# PROBLEM STATEMENT:
Reproduce the listing from the line with "Expected behaviour: a marker sits on the gray" through the end of the listing, swapping "distant structure" for "faraway building" and keeping everything else the same.

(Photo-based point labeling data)
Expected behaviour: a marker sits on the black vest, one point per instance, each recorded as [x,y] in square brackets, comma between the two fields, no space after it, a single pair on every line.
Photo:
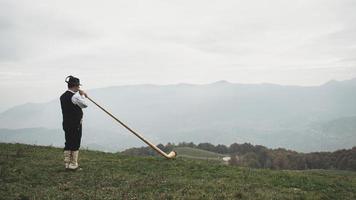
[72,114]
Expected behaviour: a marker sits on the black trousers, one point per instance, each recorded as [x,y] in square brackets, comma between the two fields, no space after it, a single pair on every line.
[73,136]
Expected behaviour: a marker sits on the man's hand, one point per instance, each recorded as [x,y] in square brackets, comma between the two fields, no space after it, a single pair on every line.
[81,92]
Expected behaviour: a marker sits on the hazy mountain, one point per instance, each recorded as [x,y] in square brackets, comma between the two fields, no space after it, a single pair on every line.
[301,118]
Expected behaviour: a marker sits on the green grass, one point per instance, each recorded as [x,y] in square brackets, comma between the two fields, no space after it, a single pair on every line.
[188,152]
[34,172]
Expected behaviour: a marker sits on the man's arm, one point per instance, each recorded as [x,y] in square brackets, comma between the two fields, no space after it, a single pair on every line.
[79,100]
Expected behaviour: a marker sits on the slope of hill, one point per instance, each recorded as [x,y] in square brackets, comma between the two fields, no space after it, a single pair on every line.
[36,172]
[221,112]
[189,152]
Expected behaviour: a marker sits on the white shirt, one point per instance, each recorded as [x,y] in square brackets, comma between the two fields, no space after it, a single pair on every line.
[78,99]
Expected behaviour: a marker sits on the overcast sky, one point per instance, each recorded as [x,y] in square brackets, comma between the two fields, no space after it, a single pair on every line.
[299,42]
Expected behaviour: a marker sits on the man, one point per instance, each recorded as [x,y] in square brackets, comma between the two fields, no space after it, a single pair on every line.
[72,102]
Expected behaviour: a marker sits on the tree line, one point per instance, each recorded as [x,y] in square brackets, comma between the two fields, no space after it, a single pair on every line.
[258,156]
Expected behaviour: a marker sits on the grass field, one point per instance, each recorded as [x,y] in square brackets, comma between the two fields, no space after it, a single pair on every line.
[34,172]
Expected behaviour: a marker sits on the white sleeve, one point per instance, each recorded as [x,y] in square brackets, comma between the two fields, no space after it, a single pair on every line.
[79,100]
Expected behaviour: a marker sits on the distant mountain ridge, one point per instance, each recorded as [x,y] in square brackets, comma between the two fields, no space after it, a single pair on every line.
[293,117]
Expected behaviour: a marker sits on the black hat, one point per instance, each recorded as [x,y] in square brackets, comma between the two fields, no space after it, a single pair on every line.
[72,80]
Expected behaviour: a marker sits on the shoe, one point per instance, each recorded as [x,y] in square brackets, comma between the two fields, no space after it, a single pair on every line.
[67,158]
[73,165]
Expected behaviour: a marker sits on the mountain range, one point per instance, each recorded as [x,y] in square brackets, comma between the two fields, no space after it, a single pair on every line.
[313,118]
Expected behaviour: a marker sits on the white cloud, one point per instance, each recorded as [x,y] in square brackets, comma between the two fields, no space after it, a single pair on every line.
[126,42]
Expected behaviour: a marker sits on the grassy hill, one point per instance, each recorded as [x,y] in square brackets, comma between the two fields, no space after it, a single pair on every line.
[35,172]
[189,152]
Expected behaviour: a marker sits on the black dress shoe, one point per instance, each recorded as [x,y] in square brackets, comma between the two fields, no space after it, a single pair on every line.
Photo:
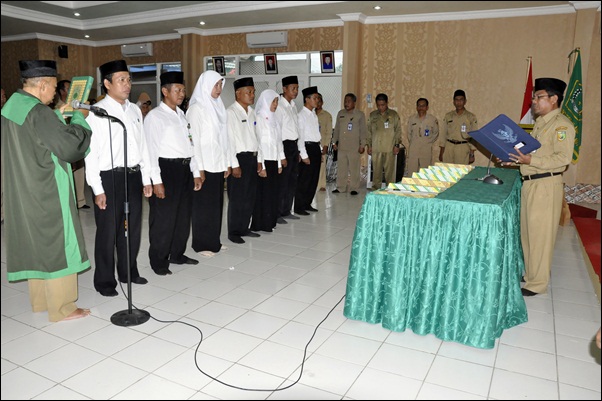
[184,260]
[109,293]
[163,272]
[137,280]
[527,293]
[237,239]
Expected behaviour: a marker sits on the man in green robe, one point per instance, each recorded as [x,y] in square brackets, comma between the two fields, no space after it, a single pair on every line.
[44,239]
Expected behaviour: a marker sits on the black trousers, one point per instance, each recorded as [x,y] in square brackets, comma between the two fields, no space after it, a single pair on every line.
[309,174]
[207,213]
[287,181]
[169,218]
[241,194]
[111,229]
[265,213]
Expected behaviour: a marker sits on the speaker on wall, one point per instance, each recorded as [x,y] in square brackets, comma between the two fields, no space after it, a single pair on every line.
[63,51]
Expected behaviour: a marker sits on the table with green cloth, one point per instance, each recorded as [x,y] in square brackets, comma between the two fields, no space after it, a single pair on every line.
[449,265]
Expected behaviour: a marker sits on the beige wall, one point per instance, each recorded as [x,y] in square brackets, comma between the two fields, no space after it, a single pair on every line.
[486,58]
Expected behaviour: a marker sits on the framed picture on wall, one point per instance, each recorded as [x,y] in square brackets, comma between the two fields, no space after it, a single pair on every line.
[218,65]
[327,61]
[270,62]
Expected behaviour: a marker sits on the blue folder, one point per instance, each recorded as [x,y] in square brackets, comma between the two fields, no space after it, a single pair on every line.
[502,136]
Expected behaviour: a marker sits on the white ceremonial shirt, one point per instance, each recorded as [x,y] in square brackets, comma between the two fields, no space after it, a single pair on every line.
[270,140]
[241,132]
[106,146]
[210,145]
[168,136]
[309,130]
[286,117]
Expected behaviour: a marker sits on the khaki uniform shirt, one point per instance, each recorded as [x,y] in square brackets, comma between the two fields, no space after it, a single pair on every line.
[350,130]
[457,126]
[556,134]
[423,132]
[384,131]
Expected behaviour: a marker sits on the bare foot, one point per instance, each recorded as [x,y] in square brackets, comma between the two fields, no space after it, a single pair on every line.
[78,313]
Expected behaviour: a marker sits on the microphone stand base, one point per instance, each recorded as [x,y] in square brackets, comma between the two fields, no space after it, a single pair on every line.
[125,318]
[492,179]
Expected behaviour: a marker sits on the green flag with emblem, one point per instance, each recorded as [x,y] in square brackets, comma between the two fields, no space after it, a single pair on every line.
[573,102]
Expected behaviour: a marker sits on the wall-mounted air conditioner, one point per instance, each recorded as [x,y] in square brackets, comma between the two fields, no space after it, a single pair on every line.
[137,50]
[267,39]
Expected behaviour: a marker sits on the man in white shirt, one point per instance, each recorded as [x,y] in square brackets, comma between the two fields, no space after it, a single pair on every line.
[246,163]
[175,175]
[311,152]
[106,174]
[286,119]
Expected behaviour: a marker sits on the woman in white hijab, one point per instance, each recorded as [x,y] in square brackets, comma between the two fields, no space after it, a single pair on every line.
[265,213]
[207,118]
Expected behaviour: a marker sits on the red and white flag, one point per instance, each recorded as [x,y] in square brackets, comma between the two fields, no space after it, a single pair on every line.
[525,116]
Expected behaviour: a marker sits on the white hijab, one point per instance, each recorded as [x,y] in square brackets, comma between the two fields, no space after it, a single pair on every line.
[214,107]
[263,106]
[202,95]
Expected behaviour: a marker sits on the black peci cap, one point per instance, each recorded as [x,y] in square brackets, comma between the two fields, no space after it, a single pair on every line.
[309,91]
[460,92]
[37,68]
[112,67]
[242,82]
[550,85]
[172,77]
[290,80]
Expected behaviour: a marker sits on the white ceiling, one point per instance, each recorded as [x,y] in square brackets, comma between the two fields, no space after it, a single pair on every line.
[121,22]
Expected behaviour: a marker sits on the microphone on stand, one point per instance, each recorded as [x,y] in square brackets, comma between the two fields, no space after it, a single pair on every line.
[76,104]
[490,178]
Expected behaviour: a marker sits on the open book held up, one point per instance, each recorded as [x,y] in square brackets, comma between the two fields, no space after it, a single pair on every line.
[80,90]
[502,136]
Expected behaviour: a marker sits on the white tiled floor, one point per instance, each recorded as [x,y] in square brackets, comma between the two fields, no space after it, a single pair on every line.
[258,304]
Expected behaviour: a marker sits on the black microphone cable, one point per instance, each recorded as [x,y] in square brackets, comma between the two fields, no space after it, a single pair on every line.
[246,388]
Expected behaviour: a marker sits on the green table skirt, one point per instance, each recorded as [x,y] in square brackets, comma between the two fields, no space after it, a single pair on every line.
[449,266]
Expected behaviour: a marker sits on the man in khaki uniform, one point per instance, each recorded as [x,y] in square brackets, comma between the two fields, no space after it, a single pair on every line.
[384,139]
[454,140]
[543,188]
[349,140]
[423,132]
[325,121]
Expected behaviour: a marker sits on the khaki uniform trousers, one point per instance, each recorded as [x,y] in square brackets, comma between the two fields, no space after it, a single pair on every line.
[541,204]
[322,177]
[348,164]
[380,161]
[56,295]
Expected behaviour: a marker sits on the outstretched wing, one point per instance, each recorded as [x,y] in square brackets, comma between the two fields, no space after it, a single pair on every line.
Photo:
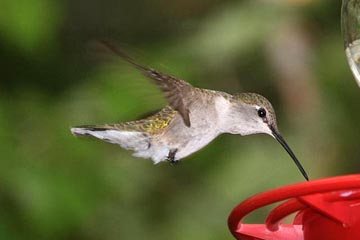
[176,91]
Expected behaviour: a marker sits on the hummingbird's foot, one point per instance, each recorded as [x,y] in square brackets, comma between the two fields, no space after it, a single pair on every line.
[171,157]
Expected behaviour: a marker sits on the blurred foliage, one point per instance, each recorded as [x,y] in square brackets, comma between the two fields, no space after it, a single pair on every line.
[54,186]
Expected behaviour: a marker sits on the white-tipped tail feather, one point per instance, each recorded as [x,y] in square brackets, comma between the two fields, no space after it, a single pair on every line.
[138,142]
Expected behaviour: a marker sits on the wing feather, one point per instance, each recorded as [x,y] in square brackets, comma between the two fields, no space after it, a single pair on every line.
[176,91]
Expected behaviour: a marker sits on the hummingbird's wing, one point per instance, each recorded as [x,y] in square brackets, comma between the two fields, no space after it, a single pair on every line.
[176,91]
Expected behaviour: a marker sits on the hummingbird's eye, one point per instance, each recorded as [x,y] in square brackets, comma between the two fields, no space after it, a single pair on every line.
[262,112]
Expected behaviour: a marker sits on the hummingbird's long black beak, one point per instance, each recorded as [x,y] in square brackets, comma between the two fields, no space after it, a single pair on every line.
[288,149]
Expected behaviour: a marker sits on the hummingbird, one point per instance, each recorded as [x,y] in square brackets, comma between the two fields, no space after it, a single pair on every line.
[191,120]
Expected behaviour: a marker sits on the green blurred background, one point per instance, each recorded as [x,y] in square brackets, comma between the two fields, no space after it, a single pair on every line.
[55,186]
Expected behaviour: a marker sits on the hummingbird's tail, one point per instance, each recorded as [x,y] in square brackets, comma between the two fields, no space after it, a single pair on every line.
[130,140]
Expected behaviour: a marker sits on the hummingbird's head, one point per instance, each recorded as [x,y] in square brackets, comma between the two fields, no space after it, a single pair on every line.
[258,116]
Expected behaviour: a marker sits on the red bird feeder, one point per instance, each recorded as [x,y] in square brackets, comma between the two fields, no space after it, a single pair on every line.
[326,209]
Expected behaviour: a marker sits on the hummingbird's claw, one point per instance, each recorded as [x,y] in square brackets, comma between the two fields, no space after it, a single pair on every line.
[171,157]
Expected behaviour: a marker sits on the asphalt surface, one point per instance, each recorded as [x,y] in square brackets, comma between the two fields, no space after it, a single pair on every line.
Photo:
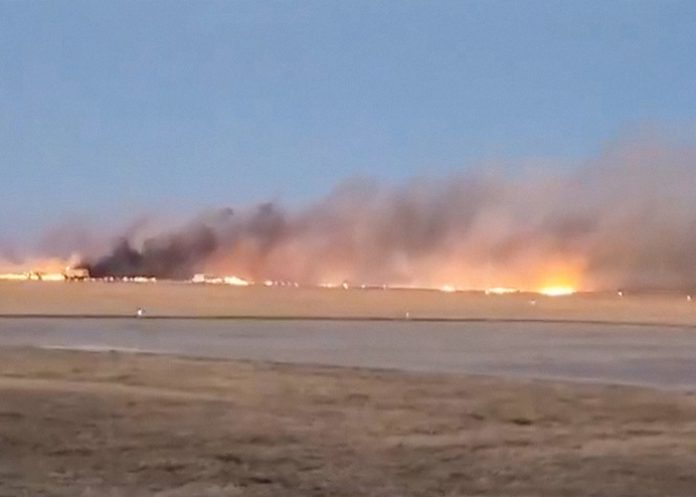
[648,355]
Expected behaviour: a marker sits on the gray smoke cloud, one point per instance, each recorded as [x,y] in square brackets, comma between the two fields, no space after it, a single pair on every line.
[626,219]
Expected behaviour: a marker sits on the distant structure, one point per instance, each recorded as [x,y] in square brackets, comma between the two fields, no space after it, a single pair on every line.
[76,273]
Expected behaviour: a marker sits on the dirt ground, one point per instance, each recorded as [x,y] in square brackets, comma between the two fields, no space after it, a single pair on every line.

# RESULT OF THIS EXERCISE:
Expected behaviour: a marker sits on the gray smoke cloud, one point per instance, each recorded as [x,y] in square brackets, comma between the two fields, no space after it, a single pair on every line.
[626,219]
Expected behaviour: a marker sits on the faraway building, one point per instance, each recorded as [x,y] in square brackets, comma between the two fields, no space after it, a single pair on every line.
[76,273]
Expected behaviour: a marker sits on the dirt ground, one point per instance, each recorded as [x,y] in square brackets, comma between the two fields, no space after it, a single pair on every line.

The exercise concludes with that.